Region annotation entries:

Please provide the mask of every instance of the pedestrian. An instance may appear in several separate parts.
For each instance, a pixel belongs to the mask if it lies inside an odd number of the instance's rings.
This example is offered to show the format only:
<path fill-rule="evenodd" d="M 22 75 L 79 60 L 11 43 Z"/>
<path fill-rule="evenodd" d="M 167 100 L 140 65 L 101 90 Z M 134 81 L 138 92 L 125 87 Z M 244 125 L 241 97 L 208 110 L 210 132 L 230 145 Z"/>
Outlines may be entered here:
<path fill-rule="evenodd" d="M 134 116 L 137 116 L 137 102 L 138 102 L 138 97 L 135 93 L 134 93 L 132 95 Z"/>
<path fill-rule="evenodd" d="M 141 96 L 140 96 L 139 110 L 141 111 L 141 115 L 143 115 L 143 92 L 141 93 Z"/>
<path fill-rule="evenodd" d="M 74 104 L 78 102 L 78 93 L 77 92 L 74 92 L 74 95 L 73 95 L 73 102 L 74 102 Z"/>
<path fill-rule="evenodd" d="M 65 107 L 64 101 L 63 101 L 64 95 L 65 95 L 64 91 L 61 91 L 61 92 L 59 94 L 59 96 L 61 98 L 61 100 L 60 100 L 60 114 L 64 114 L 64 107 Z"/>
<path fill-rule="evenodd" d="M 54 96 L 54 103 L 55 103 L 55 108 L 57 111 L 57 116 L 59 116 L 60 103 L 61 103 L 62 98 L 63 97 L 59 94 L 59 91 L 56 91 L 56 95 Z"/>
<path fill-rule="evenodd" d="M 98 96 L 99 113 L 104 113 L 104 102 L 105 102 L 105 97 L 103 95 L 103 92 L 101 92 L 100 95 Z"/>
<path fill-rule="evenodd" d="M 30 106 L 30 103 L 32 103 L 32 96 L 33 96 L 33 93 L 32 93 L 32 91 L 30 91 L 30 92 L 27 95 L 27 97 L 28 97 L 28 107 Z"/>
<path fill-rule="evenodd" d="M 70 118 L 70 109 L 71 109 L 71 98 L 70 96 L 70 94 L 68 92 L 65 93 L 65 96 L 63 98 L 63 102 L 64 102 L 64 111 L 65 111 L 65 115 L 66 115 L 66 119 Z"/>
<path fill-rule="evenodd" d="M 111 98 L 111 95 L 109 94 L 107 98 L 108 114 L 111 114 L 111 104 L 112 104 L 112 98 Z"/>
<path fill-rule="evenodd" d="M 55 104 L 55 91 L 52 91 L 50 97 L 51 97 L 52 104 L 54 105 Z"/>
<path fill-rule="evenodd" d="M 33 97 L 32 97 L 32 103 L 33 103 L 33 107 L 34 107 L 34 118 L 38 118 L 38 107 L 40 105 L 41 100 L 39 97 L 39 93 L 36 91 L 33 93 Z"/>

Task prompt:
Write out every entry above, word for word.

Right answer:
Please provide the mask of every instance of the pedestrian. An instance may appear in several separate parts.
For each instance, a pixel belongs to the mask if it lies inside an odd number of the instance's rings.
This example is offered to show the format only:
<path fill-rule="evenodd" d="M 22 75 L 79 60 L 11 43 Z"/>
<path fill-rule="evenodd" d="M 167 100 L 140 65 L 101 90 Z M 134 81 L 138 92 L 125 87 Z M 244 125 L 241 97 L 208 110 L 210 132 L 230 145 Z"/>
Outlines may be entered here:
<path fill-rule="evenodd" d="M 134 116 L 137 116 L 137 102 L 138 102 L 138 97 L 135 93 L 134 93 L 132 95 Z"/>
<path fill-rule="evenodd" d="M 141 96 L 140 96 L 139 110 L 141 111 L 141 115 L 143 115 L 143 92 L 141 93 Z"/>
<path fill-rule="evenodd" d="M 74 104 L 78 102 L 78 93 L 77 92 L 74 92 L 74 95 L 73 95 L 73 102 L 74 102 Z"/>
<path fill-rule="evenodd" d="M 65 107 L 64 101 L 63 101 L 64 95 L 65 95 L 64 91 L 61 91 L 61 92 L 59 94 L 59 96 L 61 98 L 61 100 L 60 100 L 60 114 L 64 114 L 64 107 Z"/>
<path fill-rule="evenodd" d="M 54 96 L 54 103 L 55 103 L 55 108 L 57 111 L 57 116 L 59 116 L 60 103 L 61 103 L 62 98 L 63 97 L 59 94 L 59 91 L 56 91 L 56 95 Z"/>
<path fill-rule="evenodd" d="M 98 96 L 99 113 L 104 113 L 104 102 L 105 102 L 105 97 L 103 95 L 103 92 L 101 92 L 100 95 Z"/>
<path fill-rule="evenodd" d="M 30 106 L 30 103 L 32 103 L 32 96 L 33 96 L 33 93 L 32 93 L 32 91 L 30 91 L 30 92 L 27 95 L 27 97 L 28 97 L 28 107 Z"/>
<path fill-rule="evenodd" d="M 70 118 L 70 109 L 71 109 L 71 98 L 70 96 L 70 94 L 68 92 L 65 93 L 65 96 L 63 98 L 63 102 L 64 102 L 64 111 L 65 111 L 65 115 L 66 115 L 66 119 Z"/>
<path fill-rule="evenodd" d="M 111 98 L 111 95 L 109 94 L 107 98 L 108 114 L 111 114 L 111 104 L 112 104 L 112 98 Z"/>
<path fill-rule="evenodd" d="M 55 104 L 55 91 L 52 91 L 50 97 L 51 97 L 52 104 L 54 105 Z"/>
<path fill-rule="evenodd" d="M 33 97 L 32 97 L 32 103 L 33 103 L 33 107 L 34 107 L 34 118 L 38 118 L 38 107 L 40 105 L 41 100 L 39 97 L 39 93 L 36 91 L 33 93 Z"/>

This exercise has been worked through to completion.